Text passage:

An Associated Press report published Monday provides some answers to those questions, drawing on allegations from former White House press secretary Stephanie Grisham and testimony shared by the Jan. 6 Select Committee.

As the insurrection unfolded, White House staffers watched the mob of Trump supporters storm the Capitol on television screens positioned throughout the West Wing.

Trump reportedly reveled in watching the attack in real-time — the then-President’s eyes were glued to the screen as he hit rewind and rewatched certain moments, the AP reported, citing Grisham.

“Look at all of the people fighting for me,” Grisham recalled Trump saying.

The then-President was reportedly puzzled about why his staffers didn’t share his enthusiasm as he watched the insurrection unfold.

Records for this exercise:
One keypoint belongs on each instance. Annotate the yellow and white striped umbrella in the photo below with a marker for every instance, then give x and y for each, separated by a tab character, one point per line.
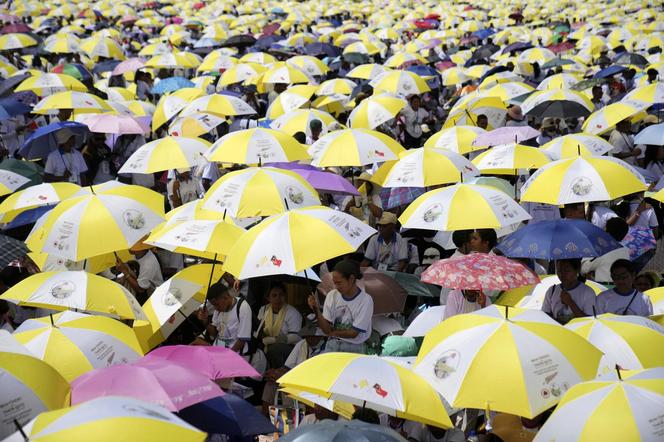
299	120
239	73
628	408
312	66
626	341
259	192
535	360
173	301
170	105
16	41
127	418
34	196
573	145
219	105
75	343
165	154
354	147
582	179
46	84
80	102
507	159
30	384
256	146
403	83
461	207
295	240
10	181
458	139
424	167
75	290
336	86
606	118
292	98
125	213
375	110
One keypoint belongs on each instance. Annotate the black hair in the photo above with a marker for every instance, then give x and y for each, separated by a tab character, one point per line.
348	268
623	264
617	227
216	290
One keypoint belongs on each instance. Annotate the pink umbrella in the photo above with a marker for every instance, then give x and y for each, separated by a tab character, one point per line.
213	362
114	124
130	65
161	382
479	271
506	135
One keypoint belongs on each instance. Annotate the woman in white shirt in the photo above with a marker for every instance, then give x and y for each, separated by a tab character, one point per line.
279	324
347	312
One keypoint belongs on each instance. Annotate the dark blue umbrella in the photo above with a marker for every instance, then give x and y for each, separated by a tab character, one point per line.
559	239
229	415
10	107
171	84
611	70
43	141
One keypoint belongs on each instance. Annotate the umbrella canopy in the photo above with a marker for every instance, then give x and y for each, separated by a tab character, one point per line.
75	343
539	360
449	209
631	403
559	239
131	419
160	382
295	240
75	290
582	179
30	383
372	382
479	271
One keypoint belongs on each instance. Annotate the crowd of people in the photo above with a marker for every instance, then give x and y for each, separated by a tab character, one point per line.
278	323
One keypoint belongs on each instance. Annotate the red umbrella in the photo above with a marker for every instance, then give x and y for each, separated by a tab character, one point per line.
387	294
479	271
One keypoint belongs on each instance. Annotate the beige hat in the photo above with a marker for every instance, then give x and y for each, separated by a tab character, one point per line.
387	218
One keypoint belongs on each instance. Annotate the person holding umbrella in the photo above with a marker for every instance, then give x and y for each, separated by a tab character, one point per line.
572	298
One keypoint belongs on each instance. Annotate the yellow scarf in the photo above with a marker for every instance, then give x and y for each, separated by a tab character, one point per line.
270	328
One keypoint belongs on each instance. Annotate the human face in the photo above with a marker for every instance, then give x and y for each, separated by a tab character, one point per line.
622	279
345	286
567	274
276	298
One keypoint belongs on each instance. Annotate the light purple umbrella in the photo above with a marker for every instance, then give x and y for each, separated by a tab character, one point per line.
506	135
213	362
160	382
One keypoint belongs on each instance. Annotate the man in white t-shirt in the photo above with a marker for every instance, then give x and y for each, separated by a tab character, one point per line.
65	163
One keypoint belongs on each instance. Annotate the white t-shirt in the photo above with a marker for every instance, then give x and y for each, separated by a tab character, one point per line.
233	325
353	313
582	295
292	319
58	162
149	274
611	301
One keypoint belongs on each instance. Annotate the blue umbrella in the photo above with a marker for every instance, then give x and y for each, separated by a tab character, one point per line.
10	107
43	141
171	84
651	135
559	239
229	415
611	70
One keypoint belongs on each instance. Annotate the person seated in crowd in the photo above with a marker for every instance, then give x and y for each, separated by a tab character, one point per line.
280	323
572	298
386	250
623	299
230	324
347	311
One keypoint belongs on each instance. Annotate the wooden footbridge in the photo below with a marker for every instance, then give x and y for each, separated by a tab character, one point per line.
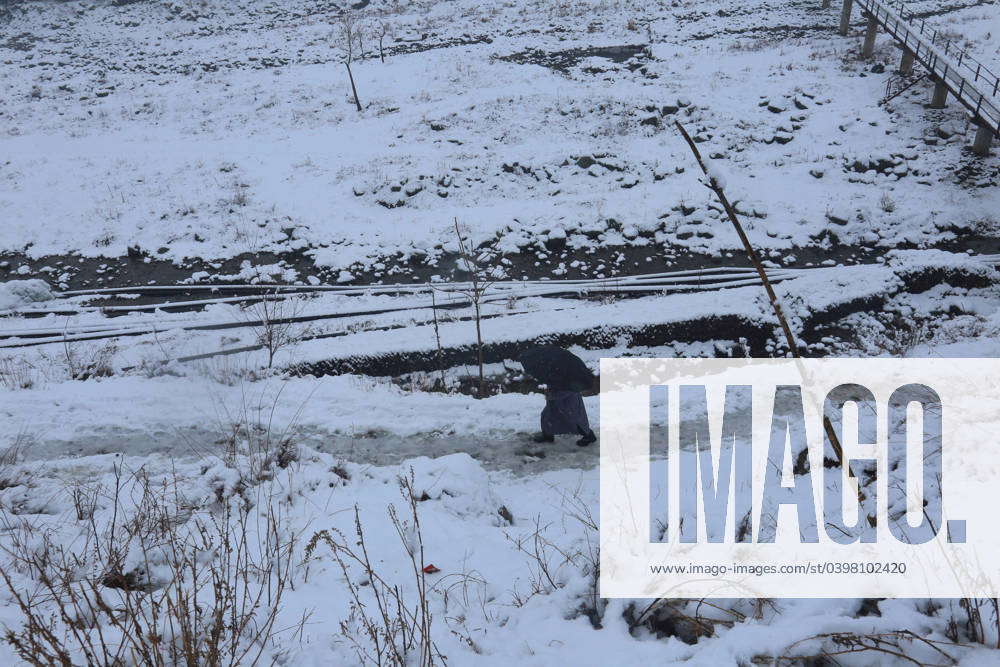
952	70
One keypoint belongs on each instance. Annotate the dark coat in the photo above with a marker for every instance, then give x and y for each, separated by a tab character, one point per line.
564	413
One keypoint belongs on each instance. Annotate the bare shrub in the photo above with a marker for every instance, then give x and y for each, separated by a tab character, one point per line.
899	645
478	264
83	361
397	631
17	373
273	320
160	583
348	37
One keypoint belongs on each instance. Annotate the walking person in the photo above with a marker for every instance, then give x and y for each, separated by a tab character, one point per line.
565	376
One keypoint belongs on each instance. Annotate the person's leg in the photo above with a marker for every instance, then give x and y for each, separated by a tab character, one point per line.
588	437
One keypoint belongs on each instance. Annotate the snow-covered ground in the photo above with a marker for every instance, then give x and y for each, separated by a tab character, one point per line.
219	140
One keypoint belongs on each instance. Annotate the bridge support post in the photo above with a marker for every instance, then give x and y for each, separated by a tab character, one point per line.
906	62
845	17
984	136
869	47
940	96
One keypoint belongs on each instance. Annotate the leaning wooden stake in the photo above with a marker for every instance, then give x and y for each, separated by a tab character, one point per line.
771	295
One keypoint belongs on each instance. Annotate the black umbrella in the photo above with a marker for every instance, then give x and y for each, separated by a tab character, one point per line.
557	368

Problem set:
1. Can you reproduce the stretch of the news passage from "An Associated Press" through "reported, citing Grisham." word for word?
2. Which rows contain the word "crowd"? Find each one and copy it in full, matching case exactly.
The news passage and the rows have nothing to do with each other.

Responses for each task:
1.
An Associated Press report published Monday provides some answers to those questions, drawing on allegations from former White House press secretary Stephanie Grisham and testimony shared by the Jan. 6 Select Committee.

As the insurrection unfolded, White House staffers watched the mob of Trump supporters storm the Capitol on television screens positioned throughout the West Wing.

Trump reportedly reveled in watching the attack in real-time — the then-President’s eyes were glued to the screen as he hit rewind and rewatched certain moments, the AP reported, citing Grisham.

2.
One keypoint belongs on each instance. Annotate the crowd of people in the photo above with a marker for every instance, then give x and y for each, separated by a tab character, one point per line.
One keypoint belongs on each instance. Annotate the person seated in crowd in the photo above with a marker for every instance, then give x and y for each, separated by a tab character, one point per line.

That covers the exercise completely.